_What to work on_.
Wherever a line in the data holds the word "beach", pull that line out.

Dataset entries

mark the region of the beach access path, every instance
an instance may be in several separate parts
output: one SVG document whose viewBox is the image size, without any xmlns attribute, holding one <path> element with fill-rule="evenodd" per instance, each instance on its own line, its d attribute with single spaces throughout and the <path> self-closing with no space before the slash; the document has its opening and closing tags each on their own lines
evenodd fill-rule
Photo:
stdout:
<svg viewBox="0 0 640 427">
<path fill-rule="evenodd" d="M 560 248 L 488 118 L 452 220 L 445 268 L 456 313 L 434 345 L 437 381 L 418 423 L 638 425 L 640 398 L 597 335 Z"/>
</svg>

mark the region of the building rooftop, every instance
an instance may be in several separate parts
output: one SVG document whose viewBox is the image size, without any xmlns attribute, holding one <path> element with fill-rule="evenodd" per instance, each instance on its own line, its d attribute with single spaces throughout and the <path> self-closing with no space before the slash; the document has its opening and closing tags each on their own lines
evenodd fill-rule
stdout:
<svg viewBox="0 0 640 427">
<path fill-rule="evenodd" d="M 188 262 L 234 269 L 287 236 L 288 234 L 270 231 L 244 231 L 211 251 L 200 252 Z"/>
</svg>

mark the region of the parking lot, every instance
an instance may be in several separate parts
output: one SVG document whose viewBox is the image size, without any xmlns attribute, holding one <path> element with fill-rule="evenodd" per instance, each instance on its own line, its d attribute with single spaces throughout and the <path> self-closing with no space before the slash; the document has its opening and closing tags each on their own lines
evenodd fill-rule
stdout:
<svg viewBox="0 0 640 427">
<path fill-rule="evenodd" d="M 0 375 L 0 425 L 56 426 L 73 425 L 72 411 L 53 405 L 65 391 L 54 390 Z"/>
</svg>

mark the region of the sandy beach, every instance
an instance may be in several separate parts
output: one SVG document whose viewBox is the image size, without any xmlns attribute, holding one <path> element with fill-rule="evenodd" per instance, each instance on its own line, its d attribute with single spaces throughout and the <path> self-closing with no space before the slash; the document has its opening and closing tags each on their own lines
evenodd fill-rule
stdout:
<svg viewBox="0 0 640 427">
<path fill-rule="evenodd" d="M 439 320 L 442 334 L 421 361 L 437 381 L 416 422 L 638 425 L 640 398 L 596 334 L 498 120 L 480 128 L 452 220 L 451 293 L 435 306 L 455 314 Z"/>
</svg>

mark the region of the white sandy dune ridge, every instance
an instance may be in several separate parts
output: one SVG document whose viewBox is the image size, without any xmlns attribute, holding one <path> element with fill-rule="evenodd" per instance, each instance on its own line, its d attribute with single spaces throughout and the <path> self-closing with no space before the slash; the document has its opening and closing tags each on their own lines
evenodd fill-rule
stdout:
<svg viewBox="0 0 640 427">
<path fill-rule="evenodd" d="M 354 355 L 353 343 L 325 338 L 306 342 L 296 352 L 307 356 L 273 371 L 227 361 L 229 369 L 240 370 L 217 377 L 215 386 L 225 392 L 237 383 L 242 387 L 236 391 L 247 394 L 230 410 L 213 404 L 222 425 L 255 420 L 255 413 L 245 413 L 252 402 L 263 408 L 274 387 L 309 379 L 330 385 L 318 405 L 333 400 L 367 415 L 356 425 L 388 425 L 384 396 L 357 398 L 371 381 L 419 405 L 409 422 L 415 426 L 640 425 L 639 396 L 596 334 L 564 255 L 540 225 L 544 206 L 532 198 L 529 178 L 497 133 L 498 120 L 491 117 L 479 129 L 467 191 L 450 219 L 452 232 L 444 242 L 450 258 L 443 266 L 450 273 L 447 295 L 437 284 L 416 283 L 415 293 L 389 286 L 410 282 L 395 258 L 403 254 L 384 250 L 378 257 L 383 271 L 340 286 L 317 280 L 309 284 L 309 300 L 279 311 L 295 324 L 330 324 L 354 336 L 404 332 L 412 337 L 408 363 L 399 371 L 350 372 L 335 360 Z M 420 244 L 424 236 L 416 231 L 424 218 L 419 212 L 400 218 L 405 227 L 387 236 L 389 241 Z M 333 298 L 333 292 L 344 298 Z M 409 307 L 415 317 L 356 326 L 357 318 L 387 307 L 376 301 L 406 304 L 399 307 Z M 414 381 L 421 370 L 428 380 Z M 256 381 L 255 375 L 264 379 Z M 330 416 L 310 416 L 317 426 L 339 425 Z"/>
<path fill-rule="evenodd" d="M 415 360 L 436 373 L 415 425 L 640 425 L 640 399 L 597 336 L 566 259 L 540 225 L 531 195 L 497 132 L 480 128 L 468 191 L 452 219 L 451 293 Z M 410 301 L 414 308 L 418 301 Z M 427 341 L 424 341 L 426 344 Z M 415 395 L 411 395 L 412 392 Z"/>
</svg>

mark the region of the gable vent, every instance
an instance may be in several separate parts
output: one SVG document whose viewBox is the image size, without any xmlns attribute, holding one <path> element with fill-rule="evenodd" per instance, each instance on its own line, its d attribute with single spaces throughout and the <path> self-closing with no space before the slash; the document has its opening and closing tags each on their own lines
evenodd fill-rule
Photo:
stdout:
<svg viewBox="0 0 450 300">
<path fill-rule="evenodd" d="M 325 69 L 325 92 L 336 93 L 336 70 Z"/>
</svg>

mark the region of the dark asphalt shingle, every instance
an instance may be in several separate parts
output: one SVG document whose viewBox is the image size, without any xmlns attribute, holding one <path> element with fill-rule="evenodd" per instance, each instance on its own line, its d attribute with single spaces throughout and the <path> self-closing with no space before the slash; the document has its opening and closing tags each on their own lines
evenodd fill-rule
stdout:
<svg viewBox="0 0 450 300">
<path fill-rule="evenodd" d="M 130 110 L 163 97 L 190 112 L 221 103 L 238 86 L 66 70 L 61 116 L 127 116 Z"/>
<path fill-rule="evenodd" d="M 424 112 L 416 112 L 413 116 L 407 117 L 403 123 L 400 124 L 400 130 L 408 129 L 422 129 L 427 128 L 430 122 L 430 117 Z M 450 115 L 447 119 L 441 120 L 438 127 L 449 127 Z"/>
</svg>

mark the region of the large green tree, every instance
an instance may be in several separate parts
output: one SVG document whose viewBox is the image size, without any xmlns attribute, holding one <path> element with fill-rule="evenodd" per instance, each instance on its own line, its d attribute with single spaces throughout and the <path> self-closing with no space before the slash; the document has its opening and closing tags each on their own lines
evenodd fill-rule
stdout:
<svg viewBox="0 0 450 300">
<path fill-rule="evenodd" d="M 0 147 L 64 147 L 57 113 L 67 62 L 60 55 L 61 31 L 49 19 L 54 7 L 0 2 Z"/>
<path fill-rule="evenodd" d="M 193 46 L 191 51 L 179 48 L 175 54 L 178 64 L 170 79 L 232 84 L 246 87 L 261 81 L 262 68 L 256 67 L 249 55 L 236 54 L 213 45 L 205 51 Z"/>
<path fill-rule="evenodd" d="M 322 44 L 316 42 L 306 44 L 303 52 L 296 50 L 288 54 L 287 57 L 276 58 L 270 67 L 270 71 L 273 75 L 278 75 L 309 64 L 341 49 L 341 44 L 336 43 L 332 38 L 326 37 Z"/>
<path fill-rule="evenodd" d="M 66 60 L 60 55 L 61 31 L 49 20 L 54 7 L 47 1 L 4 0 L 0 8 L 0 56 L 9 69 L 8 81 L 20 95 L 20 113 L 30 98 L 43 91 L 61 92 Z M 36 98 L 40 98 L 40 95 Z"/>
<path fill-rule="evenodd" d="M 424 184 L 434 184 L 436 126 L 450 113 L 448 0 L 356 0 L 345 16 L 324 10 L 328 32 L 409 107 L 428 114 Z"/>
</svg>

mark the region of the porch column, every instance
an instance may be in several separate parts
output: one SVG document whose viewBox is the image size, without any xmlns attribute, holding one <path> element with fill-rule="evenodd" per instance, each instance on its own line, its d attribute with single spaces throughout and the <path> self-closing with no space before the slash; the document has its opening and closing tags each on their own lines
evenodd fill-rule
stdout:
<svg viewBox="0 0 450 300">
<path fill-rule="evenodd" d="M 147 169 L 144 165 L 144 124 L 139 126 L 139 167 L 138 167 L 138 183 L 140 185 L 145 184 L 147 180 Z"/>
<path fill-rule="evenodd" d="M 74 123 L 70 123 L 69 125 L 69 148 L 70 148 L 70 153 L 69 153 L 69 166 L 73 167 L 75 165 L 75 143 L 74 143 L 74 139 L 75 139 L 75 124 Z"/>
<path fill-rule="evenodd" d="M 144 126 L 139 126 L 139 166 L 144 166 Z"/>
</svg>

_Output of the exercise_.
mark the region of the beach access path, every instance
mark the region of the sandy beach, every instance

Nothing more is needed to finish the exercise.